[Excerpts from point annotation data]
[Start]

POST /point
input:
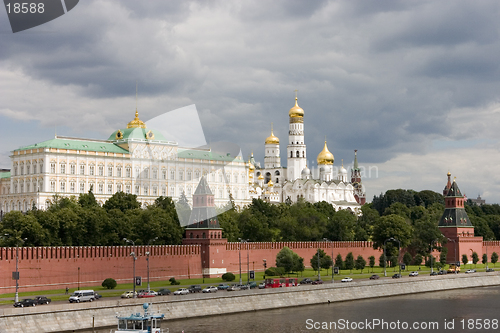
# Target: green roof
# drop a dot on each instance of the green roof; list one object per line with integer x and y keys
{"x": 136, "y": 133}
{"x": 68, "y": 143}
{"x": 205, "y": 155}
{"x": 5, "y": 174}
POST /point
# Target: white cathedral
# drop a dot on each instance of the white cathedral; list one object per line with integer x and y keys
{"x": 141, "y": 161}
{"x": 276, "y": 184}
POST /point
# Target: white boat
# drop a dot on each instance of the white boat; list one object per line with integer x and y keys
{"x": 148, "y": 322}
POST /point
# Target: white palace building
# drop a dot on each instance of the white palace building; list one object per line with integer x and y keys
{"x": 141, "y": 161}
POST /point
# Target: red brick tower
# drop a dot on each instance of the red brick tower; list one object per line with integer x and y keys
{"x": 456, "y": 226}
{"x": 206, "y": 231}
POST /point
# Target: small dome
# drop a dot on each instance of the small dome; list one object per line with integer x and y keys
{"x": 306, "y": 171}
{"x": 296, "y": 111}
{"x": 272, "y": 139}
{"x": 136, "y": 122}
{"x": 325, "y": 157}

[End]
[Start]

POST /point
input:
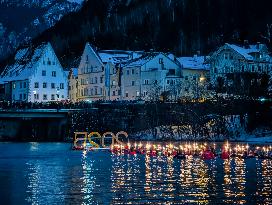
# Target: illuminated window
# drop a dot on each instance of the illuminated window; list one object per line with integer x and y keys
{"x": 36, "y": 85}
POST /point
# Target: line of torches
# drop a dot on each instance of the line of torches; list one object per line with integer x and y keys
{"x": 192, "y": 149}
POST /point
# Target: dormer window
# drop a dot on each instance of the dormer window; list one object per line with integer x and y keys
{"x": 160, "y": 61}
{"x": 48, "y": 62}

[End]

▶ [PROBLEM DESCRIPTION]: Locate each line above containing the string "window" and copy those lines.

▶ [RESPONSE TO THE EXERCISE]:
# Target: illuminated window
# drop a dot on each instance of the illuminated window; list one object per line with integer x and y keys
# Target: dormer window
# drop a dot on each instance of the dormer window; list one object per line with integer x and y keys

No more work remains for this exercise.